◆ **Work to be completed**: Pick out each line of the records below that contains the word "soil", and copy those lines.

+++ Data provided

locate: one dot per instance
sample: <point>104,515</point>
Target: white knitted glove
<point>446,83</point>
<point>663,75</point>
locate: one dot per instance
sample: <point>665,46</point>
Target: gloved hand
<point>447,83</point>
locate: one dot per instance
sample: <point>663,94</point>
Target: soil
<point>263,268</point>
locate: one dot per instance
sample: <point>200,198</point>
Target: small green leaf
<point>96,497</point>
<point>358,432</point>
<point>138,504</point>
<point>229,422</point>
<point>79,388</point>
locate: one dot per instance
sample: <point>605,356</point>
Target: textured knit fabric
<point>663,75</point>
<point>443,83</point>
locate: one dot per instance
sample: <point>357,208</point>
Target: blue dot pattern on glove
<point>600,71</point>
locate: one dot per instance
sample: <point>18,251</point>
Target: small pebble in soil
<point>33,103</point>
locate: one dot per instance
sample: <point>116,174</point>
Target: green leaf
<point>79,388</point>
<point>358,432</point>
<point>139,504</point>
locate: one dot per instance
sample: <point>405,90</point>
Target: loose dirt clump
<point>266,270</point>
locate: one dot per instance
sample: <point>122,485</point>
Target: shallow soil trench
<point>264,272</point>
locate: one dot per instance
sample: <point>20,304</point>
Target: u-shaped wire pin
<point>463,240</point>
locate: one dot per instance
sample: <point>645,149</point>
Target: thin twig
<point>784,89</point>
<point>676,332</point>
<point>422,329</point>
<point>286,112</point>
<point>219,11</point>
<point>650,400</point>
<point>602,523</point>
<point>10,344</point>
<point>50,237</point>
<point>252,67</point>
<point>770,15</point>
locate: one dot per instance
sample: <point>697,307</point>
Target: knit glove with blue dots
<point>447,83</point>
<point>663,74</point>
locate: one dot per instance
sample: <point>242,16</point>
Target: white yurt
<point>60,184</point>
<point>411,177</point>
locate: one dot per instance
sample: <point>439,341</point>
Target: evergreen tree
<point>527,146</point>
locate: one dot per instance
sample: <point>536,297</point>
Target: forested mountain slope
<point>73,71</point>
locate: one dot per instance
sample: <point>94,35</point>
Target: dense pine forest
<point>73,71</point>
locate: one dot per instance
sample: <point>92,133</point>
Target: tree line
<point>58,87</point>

++++++
+++ Data provided

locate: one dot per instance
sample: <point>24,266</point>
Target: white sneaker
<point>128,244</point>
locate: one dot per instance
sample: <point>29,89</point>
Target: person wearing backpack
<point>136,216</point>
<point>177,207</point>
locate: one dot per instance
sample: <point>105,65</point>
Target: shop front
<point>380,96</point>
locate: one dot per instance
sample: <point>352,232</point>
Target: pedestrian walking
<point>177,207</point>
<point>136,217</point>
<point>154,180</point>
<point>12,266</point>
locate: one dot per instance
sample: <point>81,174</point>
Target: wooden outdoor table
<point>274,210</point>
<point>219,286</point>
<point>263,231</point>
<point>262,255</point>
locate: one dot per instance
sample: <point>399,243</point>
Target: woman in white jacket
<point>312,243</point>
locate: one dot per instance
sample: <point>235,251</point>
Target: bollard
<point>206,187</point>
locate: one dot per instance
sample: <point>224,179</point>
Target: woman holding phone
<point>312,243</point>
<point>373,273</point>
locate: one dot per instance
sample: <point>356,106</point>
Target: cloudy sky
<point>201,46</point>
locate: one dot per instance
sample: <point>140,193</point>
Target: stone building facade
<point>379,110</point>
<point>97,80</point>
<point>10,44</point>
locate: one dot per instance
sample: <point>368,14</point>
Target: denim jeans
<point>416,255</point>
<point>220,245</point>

++++++

◆ **Result**:
Target: soil
Target: small pebble in soil
Target: shallow soil trench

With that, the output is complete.